**Excerpt provided**
● ● ●

Currnetly, with a single event queue EEH recovery is entirely
serialized and takes place within a single kernel thread. This
can cause recovery to take a long time when there are many
devices.

Have the recovery event queue per PHB and allow the recovery to
happen in parallel for all the PHBs.

Signed-off-by: Ganesh Goudar <ganeshgr@linux.ibm.com>
---
v2: Include missing hunk, which modifies __eeh_send_failure_event.
---
 arch/powerpc/include/asm/eeh_event.h  |  7 ++++
 arch/powerpc/include/asm/pci-bridge.h |  4 ++
 arch/powerpc/kernel/eeh_driver.c      | 27 +++++++++++-
 arch/powerpc/kernel/eeh_event.c       | 59 +++++++++++++++++----------
 arch/powerpc/kernel/eeh_pe.c          |  4 ++
 5 files changed, 78 insertions(+), 23 deletions(-)

diff --git a/arch/powerpc/include/asm/eeh_event.h b/arch/powerpc/include/asm/eeh_event.h
index dadde7d52f46..6af1b5bb6103 100644
--- a/arch/powerpc/include/asm/eeh_event.h
+++ b/arch/powerpc/include/asm/eeh_event.h
@@ -8,6 +8,8 @@
 #define ASM_POWERPC_EEH_EVENT_H
 #ifdef __KERNEL__
 
+#include <linux/workqueue.h>
+
 /*
  * structure holding pci controller data that describes a
  * change in the isolation status of a PCI slot.  A pointer
@@ -15,15 +17,20 @@
  * callback.
  */
 struct eeh_event {
+	struct work_struct	work;
 	struct list_head	list;	/* to form event queue	*/
 	struct eeh_pe		*pe;	/* EEH PE		*/
 };
 
+extern spinlock_t eeh_eventlist_lock;
+
 int eeh_event_init(void);
+int eeh_phb_event(struct eeh_pe *pe);
 int eeh_send_failure_event(struct eeh_pe *pe);
 int __eeh_send_failure_event(struct eeh_pe *pe);
 void eeh_remove_event(struct eeh_pe *pe, bool force);
 void eeh_handle_normal_event(struct eeh_pe *pe);
+void eeh_handle_normal_event_work(struct work_struct *work);
 void eeh_handle_special_event(void);
 
 #endif /* __KERNEL__ */
diff --git a/arch/powerpc/include/asm/pci-bridge.h b/arch/powerpc/include/asm/pci-bridge.h
index 2aa3a091ef20..61884d9398bf 100644
--- a/arch/powerpc/include/asm/pci-bridge.h
+++ b/arch/powerpc/include/asm/pci-bridge.h
@@ -138,6 +138,10 @@ struct pci_controller {
 
 	/* iommu_ops support */
 	struct iommu_device	iommu;
+
+	bool eeh_in_progress;
+	struct list_head eeh_eventlist;
+	spinlock_t eeh_eventlist_lock;
 };
 
 /* These are used for config access before all the PCI probing
diff --git a/arch/powerpc/kernel/eeh_driver.c b/arch/powerpc/kernel/eeh_driver.c
index 7efe04c68f0f..4cf5fd409369 100644
--- a/arch/powerpc/kernel/eeh_driver.c
+++ b/arch/powerpc/kernel/eeh_driver.c
@@ -1116,6 +1116,30 @@ void eeh_handle_normal_event(struct eeh_pe *pe)

● ● ●

**Extracted data**
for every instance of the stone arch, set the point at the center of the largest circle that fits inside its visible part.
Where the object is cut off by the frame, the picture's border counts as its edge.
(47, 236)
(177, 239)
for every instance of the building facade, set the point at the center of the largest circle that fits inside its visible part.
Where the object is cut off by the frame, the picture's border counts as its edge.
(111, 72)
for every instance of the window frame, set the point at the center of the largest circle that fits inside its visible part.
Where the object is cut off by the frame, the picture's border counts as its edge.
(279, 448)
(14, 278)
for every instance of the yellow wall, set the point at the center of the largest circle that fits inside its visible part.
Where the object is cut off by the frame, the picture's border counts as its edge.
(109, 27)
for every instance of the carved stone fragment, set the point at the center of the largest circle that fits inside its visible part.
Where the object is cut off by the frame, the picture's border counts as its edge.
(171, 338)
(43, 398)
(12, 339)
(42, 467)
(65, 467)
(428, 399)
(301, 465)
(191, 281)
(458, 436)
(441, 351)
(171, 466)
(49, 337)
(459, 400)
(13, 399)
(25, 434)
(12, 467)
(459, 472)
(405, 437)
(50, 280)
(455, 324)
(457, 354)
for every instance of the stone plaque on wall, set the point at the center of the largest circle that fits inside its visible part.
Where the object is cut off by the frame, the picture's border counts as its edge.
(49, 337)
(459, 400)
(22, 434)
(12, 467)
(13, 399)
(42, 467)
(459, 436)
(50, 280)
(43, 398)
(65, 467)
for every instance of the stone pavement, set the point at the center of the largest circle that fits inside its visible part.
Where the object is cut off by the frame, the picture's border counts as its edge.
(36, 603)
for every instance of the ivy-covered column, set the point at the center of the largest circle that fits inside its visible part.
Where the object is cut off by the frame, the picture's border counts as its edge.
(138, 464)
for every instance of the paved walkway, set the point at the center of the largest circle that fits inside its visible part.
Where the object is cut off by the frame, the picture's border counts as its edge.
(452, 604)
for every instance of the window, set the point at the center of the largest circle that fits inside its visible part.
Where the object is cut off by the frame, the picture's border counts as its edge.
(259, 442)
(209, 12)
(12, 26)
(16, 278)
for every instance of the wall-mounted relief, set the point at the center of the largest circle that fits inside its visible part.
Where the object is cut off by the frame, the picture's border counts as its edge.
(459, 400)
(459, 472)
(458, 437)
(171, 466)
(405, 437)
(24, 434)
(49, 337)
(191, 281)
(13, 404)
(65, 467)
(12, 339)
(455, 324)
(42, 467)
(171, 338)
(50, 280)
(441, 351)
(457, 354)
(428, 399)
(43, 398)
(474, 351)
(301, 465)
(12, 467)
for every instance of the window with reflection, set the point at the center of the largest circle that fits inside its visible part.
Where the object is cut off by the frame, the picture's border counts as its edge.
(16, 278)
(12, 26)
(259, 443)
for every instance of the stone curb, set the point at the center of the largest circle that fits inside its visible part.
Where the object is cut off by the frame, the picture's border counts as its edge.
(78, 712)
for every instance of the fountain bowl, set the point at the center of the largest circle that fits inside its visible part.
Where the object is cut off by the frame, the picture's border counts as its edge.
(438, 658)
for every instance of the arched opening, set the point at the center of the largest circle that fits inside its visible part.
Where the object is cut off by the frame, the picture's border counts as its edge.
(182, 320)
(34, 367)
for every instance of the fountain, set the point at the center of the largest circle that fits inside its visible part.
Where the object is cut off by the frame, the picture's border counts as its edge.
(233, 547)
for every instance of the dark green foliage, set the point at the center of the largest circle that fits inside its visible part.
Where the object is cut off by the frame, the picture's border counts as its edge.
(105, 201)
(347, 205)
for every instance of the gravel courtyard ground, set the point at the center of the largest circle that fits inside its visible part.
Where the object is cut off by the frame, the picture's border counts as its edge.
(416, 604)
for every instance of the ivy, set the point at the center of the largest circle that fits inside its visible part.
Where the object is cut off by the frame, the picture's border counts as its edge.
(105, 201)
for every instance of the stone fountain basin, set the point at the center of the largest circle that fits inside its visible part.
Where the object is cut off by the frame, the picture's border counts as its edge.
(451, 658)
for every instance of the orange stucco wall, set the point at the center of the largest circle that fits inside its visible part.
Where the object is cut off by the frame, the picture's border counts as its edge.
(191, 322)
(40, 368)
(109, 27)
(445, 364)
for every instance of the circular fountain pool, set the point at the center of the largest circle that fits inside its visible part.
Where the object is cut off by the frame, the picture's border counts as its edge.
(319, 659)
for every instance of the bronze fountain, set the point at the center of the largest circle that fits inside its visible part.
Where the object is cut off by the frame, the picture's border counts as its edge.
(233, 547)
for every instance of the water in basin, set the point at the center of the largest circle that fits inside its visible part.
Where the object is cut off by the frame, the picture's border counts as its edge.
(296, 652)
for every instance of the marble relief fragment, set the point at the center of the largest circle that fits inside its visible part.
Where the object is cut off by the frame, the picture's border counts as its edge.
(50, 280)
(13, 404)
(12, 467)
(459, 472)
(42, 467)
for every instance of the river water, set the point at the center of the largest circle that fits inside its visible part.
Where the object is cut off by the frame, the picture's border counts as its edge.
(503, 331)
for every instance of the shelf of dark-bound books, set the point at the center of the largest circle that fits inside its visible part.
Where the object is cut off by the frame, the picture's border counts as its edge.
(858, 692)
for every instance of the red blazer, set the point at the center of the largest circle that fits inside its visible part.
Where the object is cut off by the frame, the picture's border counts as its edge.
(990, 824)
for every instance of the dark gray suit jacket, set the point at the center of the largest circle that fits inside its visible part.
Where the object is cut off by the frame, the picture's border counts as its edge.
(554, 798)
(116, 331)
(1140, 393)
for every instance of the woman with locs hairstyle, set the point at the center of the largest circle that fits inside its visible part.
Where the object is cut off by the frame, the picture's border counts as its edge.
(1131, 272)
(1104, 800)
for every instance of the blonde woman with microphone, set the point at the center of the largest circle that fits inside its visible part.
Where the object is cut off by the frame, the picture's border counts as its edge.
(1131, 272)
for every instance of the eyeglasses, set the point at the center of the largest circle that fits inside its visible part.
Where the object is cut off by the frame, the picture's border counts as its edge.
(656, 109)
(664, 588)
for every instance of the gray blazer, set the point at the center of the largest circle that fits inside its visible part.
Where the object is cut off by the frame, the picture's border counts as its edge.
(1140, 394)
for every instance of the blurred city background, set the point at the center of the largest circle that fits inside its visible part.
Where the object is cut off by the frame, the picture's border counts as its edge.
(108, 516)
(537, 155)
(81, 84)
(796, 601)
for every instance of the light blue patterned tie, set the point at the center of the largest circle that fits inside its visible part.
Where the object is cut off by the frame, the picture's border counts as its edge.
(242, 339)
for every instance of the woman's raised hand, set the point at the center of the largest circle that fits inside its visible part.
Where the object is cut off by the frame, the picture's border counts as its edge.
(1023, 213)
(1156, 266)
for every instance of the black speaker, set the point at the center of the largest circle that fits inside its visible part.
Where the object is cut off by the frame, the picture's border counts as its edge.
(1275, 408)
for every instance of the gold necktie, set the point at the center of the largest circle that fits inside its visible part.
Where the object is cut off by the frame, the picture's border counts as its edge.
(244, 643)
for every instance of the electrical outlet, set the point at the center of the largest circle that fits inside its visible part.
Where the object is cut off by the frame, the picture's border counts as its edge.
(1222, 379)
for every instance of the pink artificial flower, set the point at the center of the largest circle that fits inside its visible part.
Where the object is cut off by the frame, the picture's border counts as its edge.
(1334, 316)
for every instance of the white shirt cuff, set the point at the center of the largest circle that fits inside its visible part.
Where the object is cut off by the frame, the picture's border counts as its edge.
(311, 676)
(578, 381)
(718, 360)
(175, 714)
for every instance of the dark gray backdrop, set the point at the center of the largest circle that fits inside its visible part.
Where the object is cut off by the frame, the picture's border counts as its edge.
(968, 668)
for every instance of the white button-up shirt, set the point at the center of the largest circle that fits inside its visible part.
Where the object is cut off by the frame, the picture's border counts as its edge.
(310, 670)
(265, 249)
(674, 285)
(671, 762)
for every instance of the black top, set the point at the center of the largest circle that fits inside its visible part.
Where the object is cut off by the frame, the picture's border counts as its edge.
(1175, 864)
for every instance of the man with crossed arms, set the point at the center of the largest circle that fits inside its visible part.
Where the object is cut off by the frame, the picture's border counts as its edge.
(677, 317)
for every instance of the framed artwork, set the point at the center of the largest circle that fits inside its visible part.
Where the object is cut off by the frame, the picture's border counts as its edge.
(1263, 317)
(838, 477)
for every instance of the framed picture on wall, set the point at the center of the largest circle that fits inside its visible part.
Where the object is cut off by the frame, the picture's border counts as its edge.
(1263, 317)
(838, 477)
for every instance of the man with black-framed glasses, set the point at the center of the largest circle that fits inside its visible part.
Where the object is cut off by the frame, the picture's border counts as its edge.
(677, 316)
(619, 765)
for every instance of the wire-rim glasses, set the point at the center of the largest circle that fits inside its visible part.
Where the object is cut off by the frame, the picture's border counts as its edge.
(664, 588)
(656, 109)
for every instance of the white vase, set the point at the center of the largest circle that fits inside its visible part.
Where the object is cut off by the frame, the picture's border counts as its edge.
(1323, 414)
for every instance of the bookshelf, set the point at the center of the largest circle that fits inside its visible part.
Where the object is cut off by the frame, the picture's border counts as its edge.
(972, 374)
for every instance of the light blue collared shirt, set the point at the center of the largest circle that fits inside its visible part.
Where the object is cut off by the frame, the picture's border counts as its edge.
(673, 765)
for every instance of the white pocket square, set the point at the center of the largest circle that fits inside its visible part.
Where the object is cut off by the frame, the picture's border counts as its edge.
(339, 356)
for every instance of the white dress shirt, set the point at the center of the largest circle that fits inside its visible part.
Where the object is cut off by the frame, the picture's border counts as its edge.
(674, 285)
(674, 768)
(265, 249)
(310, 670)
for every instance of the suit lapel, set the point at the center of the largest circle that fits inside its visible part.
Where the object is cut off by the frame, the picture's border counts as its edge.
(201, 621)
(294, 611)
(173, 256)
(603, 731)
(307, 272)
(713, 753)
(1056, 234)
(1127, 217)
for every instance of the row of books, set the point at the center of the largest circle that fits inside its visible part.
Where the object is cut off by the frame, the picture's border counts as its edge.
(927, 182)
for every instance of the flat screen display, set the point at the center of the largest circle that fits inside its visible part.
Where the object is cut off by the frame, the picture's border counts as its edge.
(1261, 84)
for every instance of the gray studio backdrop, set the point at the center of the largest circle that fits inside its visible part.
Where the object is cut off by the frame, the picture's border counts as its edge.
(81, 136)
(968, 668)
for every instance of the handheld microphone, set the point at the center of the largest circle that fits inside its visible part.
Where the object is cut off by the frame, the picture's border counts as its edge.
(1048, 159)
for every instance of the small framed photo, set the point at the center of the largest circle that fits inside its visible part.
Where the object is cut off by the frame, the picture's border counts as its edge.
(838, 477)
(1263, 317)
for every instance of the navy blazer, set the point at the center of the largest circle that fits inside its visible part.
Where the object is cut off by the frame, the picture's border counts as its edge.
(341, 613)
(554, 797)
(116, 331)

● ● ●

**Direction 1**
Answer these questions from the EEH patch, marking each answer (a), (b) or (c):
(a) What does the patch description say the recovery event queue should be per?
(b) Which header does the patch add an include line for in eeh_event.h?
(c) According to the summary line, how many insertions and deletions does the patch make?
**Direction 2**
Please decide whether each statement agrees with the EEH patch. Answer yes or no, and quote the words that decide it.
(a) With a single event queue, EEH recovery takes place within a single kernel thread.
(b) The field eeh_in_progress is added to struct eeh_event.
(c) The v2 note says the missing hunk modifies __eeh_send_failure_event.
**Direction 3**
Return the stretch of the EEH patch from "Currnetly, with a" through "all the PHBs.".

**Result 1**
(a) Per PHB.
(b) linux/workqueue.h.
(c) 78 insertions and 23 deletions.

**Result 2**
(a) Yes: "EEH recovery is entirely serialized and takes place within a single kernel thread"
(b) No: "struct pci_controller {" and "bool eeh_in_progress;"
(c) Yes: "v2: Include missing hunk, which modifies __eeh_send_failure_event."

**Result 3**
Currnetly, with a single event queue EEH recovery is entirely
serialized and takes place within a single kernel thread. This
can cause recovery to take a long time when there are many
devices.

Have the recovery event queue per PHB and allow the recovery to
happen in parallel for all the PHBs.